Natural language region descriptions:
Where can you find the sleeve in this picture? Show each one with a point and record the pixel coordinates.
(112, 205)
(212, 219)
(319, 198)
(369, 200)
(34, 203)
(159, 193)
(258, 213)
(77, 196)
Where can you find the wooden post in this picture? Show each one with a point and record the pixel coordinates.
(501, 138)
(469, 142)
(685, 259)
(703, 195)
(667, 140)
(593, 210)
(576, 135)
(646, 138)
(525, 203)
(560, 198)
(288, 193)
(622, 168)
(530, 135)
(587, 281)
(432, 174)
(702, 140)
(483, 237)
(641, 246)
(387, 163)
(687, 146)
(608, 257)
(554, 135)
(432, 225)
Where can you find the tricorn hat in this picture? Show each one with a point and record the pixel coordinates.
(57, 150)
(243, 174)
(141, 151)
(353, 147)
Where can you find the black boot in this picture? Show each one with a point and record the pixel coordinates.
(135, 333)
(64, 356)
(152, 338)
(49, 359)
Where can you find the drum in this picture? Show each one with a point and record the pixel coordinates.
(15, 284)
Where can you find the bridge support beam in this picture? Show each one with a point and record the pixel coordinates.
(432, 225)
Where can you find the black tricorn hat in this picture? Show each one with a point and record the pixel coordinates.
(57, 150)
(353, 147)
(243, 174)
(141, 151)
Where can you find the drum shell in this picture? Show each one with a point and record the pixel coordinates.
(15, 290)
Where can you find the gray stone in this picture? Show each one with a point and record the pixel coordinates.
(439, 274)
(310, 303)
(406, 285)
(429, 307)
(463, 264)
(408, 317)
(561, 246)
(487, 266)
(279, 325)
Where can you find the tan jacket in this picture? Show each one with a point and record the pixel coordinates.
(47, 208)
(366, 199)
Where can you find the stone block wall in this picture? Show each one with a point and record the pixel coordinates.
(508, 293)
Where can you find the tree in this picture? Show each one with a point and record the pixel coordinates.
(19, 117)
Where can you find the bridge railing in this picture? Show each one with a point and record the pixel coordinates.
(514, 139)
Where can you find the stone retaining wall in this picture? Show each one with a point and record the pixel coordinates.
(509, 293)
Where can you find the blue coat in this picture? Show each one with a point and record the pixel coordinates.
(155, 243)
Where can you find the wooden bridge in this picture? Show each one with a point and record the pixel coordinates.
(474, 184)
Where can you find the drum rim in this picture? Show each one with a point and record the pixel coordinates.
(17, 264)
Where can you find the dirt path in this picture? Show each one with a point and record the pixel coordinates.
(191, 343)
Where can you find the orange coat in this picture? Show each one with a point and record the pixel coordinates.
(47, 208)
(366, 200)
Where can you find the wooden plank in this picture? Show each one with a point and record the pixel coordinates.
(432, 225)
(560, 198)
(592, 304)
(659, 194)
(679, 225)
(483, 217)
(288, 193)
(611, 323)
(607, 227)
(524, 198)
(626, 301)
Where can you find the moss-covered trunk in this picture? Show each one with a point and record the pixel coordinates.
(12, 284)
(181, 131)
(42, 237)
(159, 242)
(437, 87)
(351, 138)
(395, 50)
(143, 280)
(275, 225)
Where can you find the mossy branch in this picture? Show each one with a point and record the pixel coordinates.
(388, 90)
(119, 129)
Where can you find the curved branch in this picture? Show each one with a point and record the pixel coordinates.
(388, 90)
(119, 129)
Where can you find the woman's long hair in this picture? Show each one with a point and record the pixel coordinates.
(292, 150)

Task objective: What is needed is an exact copy of all the records above.

Reply to the task:
Where can you find the sleeve in this picture? Show each one with a point and record the pixel coordinates.
(112, 205)
(212, 219)
(319, 198)
(369, 200)
(34, 203)
(159, 193)
(258, 213)
(77, 196)
Where can you find the wooden post in this picture? Show each one with a point and record the pixel coordinates.
(501, 138)
(469, 142)
(685, 259)
(703, 195)
(667, 140)
(593, 210)
(576, 135)
(646, 138)
(525, 203)
(560, 198)
(288, 193)
(622, 168)
(530, 135)
(587, 281)
(432, 174)
(702, 140)
(483, 237)
(641, 246)
(387, 163)
(687, 146)
(608, 257)
(554, 135)
(432, 225)
Where can you find the tricorn hat in this picture? Show each one with a point and record the pixel coordinates.
(57, 150)
(243, 174)
(141, 151)
(353, 147)
Where can you find the black boot in this picture? Show each one with a point and record the pixel coordinates.
(135, 333)
(64, 356)
(152, 338)
(49, 359)
Where can you find the drum in this picture? Show each one with a point and record the pixel coordinates.
(15, 284)
Where can you find the bridge support beam in this picture? Show each one with a point and record the pixel coordinates.
(432, 225)
Where can you find the black tricorn hat in this picture? Show each one with a point and record the pixel coordinates.
(57, 150)
(353, 147)
(243, 174)
(141, 151)
Where can you find the drum shell in this picture? Show each one with a point and record the pixel coordinates.
(15, 290)
Where can you find the gray stone in this picture? Show each one with a point and record the pixel coordinates.
(439, 274)
(310, 303)
(406, 285)
(429, 307)
(463, 264)
(408, 317)
(561, 246)
(487, 266)
(279, 325)
Where can you find the tan jacket in this picture? Show each one with a point and record the pixel coordinates.
(47, 208)
(366, 199)
Where can you find the stone block wall in this picture? Show each one with a point and record the pixel coordinates.
(508, 293)
Where can you find the tree in this picture? Show each one with a point and record the pixel coordinates.
(19, 117)
Where can you find the bridge railing in this picture? Show each one with a point and record the pixel coordinates.
(514, 139)
Where can you find the stone retaining wall in this picture? Show each one with a point and record the pixel coordinates.
(509, 293)
Where can you find the blue coat in this picture? Show each one with a point and record the pixel coordinates.
(155, 243)
Where can you find the wooden bridge in this picture? Show each one with a point and record the pixel coordinates.
(474, 184)
Where can you find the drum rim in this picture? Show each one with a point and record the pixel coordinates.
(17, 264)
Where can you find the dirt path in this picture? Show each one with a point and record the pixel coordinates.
(191, 343)
Where can you find the orange coat in this picture? Show each one with a point and record the pixel coordinates.
(47, 208)
(366, 200)
Where can you find the wooden plank in this picture? Show each one with a point and record the pixel coordinates.
(432, 225)
(560, 198)
(592, 304)
(659, 194)
(679, 225)
(483, 217)
(288, 193)
(611, 323)
(607, 227)
(524, 198)
(626, 301)
Where can you find the moss-covered trunk in this picture? Show each one with a point and record the pixel coordinates.
(12, 284)
(181, 131)
(42, 237)
(159, 242)
(437, 87)
(351, 138)
(395, 50)
(143, 280)
(275, 225)
Where can you find the mossy branch in this picture? Show each one with a point and record the pixel coordinates.
(388, 90)
(119, 129)
Where can you find the curved branch in this picture? Show each one with a point and record the pixel coordinates.
(388, 90)
(119, 129)
Where can you find the woman's long hair in this picture? Show each one with a point and record the pixel coordinates.
(292, 150)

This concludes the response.